Document extract =>
▼

Therefore, an improved formula for the association strength is introduced using a probability measure based on combinations without repetition but with a noticeable change. In combinations with repetition, one cannot draw an observation in the second draw if it has been drawn in the first draw. In this setting, none of the observations belonging to the same entity as the first observation can be drawn in the second draw. Furthermore, two refinements are proposed in this paper regarding the inputs to the formula, which in the current definition do not properly take into account how the number of observed co-occurrences is calculated.

The improved formula is compared to the original formula in a theoretical setting, a number of simulations, and a real-world application using patent data. It is shown that, first, the original formula overestimates the relatedness between a pair of entities when this pair has at least one co-occurrence. This indicates that the original formula can wrongly identify two entities as related when in fact they are not; and, second, the original formula overestimates the relatedness between some pairs more than others. This indicates that the overestimation is not proportional and that the differences between the relatedness values for each pair are also distorted.

In the theoretical analysis, the improved formula is subtracted from the original formula to obtain a formula for the difference. By considering the domain of each variable, it is shown that the original formula underestimates the number of expected occurrences in all cases and therefore overestimates the relationship between two entities when there is at least one observed co-occurrence. Continuing the theoretical exploration, the first-order partial derivatives of the difference with respect to each variable is taken, which shows that the overestimation is not equal across all possible types of co-occurrence matrices.

Just taking the partial derivatives is not sufficient to show the size of the difference for each case, as the values of the variables are interconnected in ways that do not allow for analytical solving. Therefore, simulations are run in which four different exemplary cases are taken to the extreme to demonstrate the effect on the difference. The simulations show that the overestimation by the original formula can be close to 0% but also close to 100% of the relatedness value given by the improved formula, depending on the specificities of the co-occurrence matrix.

▲

Directives =>
a: Reproduce the association strength text between "The improved formula is compared" and "are also distorted.", inclusive, renaming "original formula" as "baseline formula" wherever it occurs.
b: Write what comes next in the text on the association strength formula, picking up after its final sentence.
The stored records after this are separate material.

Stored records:
▼

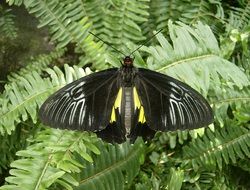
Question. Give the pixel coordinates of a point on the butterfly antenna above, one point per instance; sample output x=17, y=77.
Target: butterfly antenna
x=145, y=42
x=107, y=44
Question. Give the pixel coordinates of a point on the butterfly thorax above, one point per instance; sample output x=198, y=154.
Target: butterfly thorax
x=128, y=72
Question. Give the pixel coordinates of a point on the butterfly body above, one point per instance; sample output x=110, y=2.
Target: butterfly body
x=126, y=102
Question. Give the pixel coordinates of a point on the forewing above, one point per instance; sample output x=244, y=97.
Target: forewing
x=84, y=104
x=170, y=104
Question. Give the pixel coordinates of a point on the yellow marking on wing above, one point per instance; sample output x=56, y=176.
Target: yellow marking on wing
x=139, y=106
x=117, y=104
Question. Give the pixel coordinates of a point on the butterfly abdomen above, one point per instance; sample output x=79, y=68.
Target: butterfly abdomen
x=127, y=111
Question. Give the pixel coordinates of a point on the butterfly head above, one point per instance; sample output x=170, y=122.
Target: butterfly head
x=128, y=61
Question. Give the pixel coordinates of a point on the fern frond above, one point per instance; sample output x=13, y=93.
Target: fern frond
x=7, y=24
x=122, y=22
x=37, y=64
x=240, y=17
x=193, y=58
x=60, y=17
x=224, y=145
x=21, y=98
x=15, y=2
x=67, y=23
x=161, y=11
x=237, y=99
x=51, y=158
x=115, y=168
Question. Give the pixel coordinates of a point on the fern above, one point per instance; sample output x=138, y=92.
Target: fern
x=38, y=64
x=237, y=99
x=7, y=24
x=123, y=20
x=224, y=145
x=114, y=169
x=240, y=17
x=51, y=159
x=21, y=98
x=193, y=57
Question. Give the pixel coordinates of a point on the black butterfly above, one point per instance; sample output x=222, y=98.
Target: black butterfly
x=126, y=102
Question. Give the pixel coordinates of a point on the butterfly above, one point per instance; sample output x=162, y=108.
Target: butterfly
x=126, y=102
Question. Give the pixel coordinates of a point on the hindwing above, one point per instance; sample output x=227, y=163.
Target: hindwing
x=85, y=104
x=170, y=104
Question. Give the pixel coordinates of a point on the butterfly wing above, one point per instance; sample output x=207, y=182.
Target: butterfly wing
x=85, y=104
x=170, y=104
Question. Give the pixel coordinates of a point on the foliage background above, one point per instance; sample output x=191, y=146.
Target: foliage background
x=203, y=43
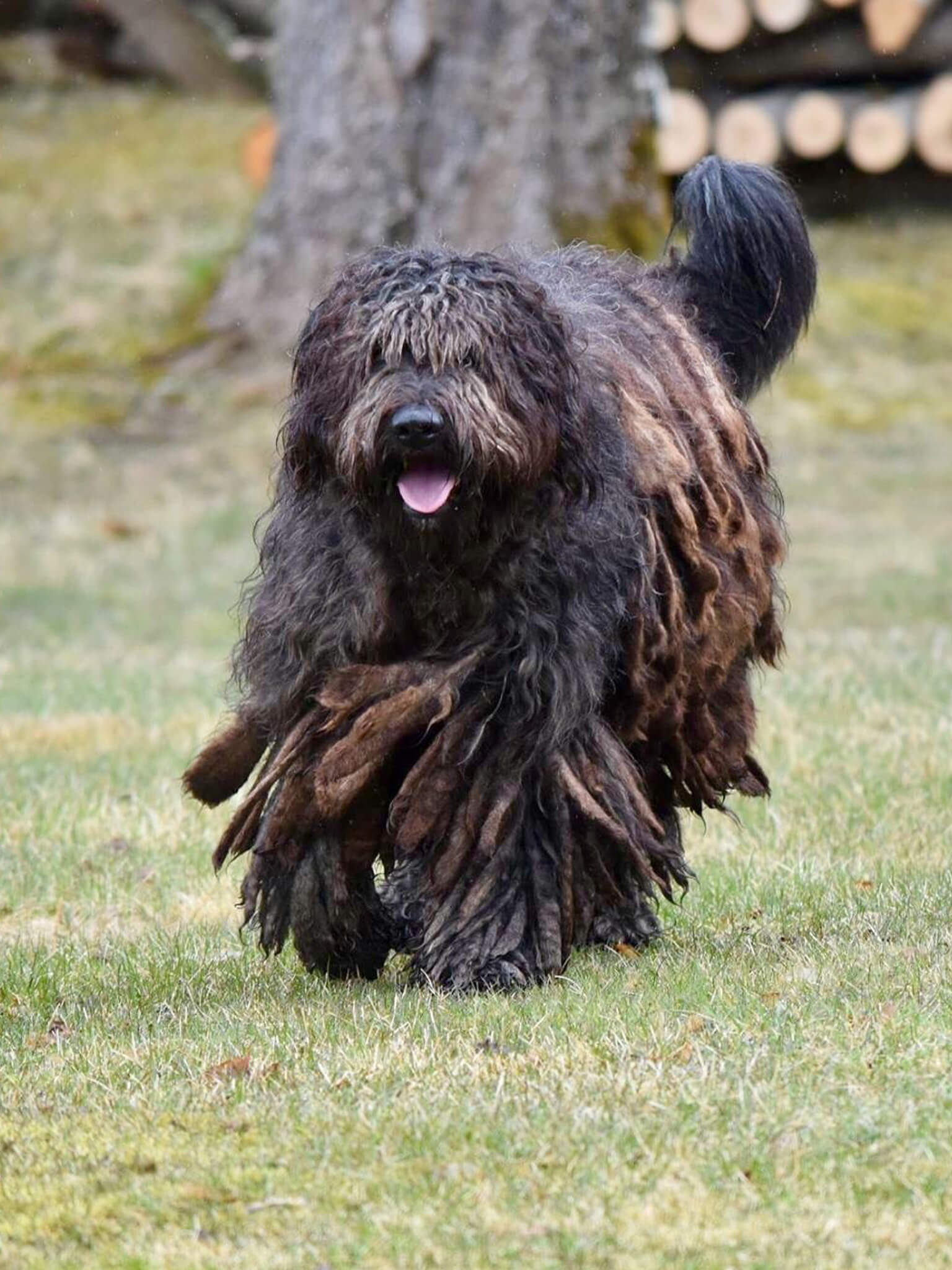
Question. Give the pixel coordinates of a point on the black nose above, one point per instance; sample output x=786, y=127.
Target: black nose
x=416, y=425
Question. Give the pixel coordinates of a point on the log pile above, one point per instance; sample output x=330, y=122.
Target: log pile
x=785, y=82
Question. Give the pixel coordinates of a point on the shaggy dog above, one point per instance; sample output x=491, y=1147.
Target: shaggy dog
x=521, y=562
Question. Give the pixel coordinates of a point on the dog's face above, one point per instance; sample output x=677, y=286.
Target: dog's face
x=428, y=384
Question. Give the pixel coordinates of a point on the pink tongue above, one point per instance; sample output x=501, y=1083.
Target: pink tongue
x=426, y=489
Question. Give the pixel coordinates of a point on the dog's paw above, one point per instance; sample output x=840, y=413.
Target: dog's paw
x=496, y=974
x=345, y=936
x=635, y=925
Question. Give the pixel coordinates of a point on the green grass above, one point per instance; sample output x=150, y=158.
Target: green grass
x=765, y=1088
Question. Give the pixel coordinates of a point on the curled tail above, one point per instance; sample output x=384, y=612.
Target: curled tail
x=749, y=276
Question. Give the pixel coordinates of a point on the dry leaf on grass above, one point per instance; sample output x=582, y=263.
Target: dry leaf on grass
x=229, y=1070
x=58, y=1029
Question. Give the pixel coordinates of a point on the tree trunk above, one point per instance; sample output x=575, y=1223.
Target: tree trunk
x=409, y=121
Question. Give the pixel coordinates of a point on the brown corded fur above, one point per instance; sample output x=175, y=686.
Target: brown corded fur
x=507, y=703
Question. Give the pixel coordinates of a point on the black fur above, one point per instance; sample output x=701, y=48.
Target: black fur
x=749, y=275
x=506, y=699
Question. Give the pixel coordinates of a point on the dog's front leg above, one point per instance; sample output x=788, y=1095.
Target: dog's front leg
x=517, y=838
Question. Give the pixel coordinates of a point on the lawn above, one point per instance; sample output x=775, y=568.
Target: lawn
x=769, y=1086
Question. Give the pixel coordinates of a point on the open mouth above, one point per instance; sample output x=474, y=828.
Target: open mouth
x=426, y=486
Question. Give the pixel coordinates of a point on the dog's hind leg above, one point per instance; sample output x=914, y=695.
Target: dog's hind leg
x=633, y=920
x=489, y=897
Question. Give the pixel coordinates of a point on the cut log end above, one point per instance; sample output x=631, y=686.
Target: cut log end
x=890, y=24
x=663, y=25
x=748, y=133
x=684, y=135
x=716, y=24
x=782, y=16
x=933, y=125
x=879, y=138
x=815, y=125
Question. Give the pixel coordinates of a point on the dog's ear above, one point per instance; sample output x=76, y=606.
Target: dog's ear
x=749, y=276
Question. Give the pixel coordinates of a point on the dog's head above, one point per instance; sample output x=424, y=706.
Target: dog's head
x=428, y=383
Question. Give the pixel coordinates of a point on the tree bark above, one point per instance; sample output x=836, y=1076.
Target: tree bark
x=412, y=121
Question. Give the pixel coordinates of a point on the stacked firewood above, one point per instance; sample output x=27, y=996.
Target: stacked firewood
x=791, y=81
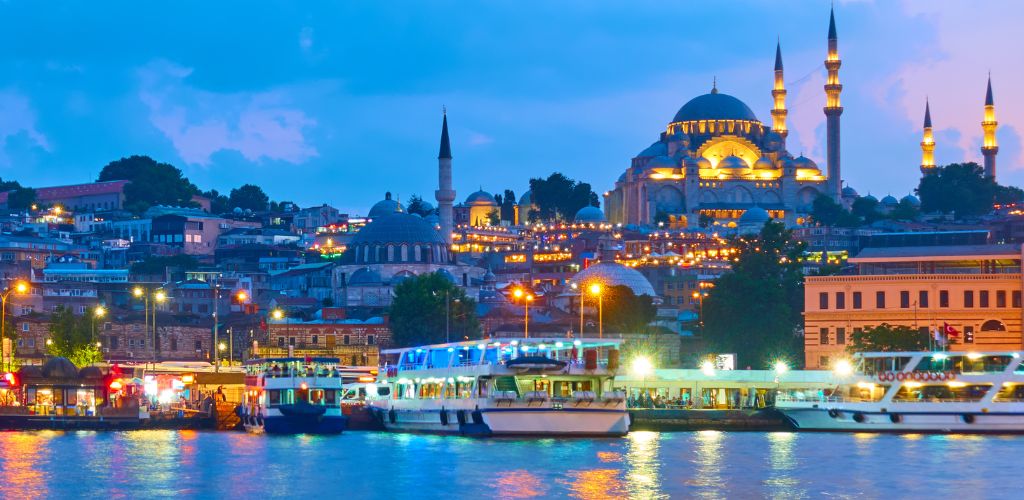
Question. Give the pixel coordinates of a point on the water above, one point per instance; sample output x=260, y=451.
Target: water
x=712, y=464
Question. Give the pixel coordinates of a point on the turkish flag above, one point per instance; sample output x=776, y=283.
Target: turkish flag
x=949, y=330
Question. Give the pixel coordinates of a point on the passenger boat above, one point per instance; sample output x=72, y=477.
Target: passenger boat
x=527, y=386
x=293, y=396
x=918, y=392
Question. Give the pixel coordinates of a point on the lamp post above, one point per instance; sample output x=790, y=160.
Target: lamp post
x=595, y=290
x=19, y=287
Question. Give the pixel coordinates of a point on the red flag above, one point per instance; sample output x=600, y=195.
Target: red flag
x=949, y=330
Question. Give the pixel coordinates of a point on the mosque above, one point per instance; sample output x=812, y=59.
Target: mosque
x=716, y=161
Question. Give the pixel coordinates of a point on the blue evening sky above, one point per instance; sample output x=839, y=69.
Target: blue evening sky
x=339, y=101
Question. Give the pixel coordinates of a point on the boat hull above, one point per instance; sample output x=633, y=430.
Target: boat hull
x=852, y=419
x=509, y=421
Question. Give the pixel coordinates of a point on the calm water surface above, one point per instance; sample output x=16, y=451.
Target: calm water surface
x=713, y=464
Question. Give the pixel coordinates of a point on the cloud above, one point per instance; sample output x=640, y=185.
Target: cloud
x=17, y=120
x=200, y=123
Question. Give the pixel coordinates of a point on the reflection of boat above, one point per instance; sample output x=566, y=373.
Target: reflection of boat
x=920, y=392
x=293, y=396
x=540, y=386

▲

Responses in order =>
a:
The improved formula is compared to the baseline formula in a theoretical setting, a number of simulations, and a real-world application using patent data. It is shown that, first, the baseline formula overestimates the relatedness between a pair of entities when this pair has at least one co-occurrence. This indicates that the baseline formula can wrongly identify two entities as related when in fact they are not; and, second, the baseline formula overestimates the relatedness between some pairs more than others. This indicates that the overestimation is not proportional and that the differences between the relatedness values for each pair are also distorted.

b:
To measure to what extent these theoretical simulations are representative of real-world applications of research on co-occurrence data, a number of patent samples, containing data on the technology classes per document, is treated to compare the results of both formulas. In these samples, the overestimation of relatedness values for individual pairs varies between close to 0% to up to 3.234% of the value given by the improved formula, and therefore does not attain the most extreme values obtained in the simulation. Nonetheless, it clearly confirms that some pairs are more overestimated than others. The results also show that some pairs are misidentified as being related by the original formula, but that this is only the case for a rather small share of the pairs, up to about 0.29% of the number of pairs identified by the original formula.

Therefore, it is advisable to use the improved formula when working with co-occurrence data where self-co-occurrences are nonexistent or irrelevant. The reformulation of the probability measure does not in any way alter the conclusion by van Eck and Waltman (2009) that probability-based measures outperform so-called set-theoretic measures in normalizing co-occurrence data. The improved measure, including the recommended method of implementation, is available in the EconGeo package for R maintained by Balland (2016).

This paper is organized as follows: Section 2 gives a short overview of the use of co-occurrence data and the association strength; Section 3 discusses the refinements; Sections 4 to 6 explore the overestimation by the original formula respectively in a theoretical setting, simulations, and a real-world example using patent data; and Section 7 concludes.

## 2. NORMALIZING CO-OCCURRENCE DATA THROUGH PROBABILISTIC SIMILARITY MEASURES

Co-occurrence data is generally derived from a binary occurrence matrix O of some order m × n. The rows of O correspond to the places in which the observations occur and the columns to the entities to which they belong5. There is a large variety of what these places and entities can be6. The example in Matrix 1 shows three patents that contain a reference to, respectively, only class c, class c and class d, and all classes a to d.

### Matrix 1

$ClassaClassbClasscClassdPatent10010Patent20011Patent31111$

By multiplying the transpose of O by O itself the co-occurrence matrix C is obtained7, in which both the rows and the columns represent the entities and the matrix gives how often they co-occur with the other.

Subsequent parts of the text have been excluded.